■ **Dataset entries**:

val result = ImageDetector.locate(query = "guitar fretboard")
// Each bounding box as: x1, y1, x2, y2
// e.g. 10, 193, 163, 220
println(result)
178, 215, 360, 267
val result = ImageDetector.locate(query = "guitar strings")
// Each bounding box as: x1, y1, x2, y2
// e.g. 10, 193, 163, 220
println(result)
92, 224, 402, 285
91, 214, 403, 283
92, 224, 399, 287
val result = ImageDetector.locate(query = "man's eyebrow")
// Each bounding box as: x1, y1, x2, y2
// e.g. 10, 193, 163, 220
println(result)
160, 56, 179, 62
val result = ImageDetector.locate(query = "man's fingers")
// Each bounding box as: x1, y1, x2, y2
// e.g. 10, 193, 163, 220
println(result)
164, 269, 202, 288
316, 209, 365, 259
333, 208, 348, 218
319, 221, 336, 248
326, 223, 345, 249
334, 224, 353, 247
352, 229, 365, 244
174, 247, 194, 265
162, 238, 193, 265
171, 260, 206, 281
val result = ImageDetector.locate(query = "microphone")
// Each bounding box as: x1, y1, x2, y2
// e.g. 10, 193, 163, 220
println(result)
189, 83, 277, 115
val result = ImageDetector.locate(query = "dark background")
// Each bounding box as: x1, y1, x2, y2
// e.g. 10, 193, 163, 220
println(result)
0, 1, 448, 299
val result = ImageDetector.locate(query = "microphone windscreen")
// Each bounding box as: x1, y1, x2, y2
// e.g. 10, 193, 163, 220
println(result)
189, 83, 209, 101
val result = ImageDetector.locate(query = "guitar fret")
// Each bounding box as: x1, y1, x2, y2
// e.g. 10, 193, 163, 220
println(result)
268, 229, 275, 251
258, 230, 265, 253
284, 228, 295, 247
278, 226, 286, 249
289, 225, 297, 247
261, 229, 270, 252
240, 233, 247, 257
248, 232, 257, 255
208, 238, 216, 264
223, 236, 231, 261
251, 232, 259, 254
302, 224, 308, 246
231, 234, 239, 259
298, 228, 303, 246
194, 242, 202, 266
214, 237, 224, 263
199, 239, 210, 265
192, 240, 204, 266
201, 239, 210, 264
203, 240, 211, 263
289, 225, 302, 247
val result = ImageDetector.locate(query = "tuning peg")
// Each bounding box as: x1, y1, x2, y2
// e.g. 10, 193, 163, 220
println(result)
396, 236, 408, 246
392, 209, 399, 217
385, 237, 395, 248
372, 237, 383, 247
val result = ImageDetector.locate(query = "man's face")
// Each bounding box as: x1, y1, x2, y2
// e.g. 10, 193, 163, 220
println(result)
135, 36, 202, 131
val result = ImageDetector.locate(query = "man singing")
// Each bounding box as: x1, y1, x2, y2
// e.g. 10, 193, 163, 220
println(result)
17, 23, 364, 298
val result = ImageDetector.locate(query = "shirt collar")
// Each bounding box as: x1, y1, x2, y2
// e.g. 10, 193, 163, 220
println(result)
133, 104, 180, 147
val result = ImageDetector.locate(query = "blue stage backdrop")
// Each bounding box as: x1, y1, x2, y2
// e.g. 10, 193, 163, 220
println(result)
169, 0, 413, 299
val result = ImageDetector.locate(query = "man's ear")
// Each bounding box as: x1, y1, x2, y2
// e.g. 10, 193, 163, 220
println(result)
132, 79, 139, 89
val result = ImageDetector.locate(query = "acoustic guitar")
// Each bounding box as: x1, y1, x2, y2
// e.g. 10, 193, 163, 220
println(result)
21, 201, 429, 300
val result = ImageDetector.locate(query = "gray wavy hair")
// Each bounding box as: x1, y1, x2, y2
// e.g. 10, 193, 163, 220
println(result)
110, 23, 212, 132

■ **Your objective**: Provide only the number of lines in the records containing the string "guitar".

■ **Response to the exercise**: 4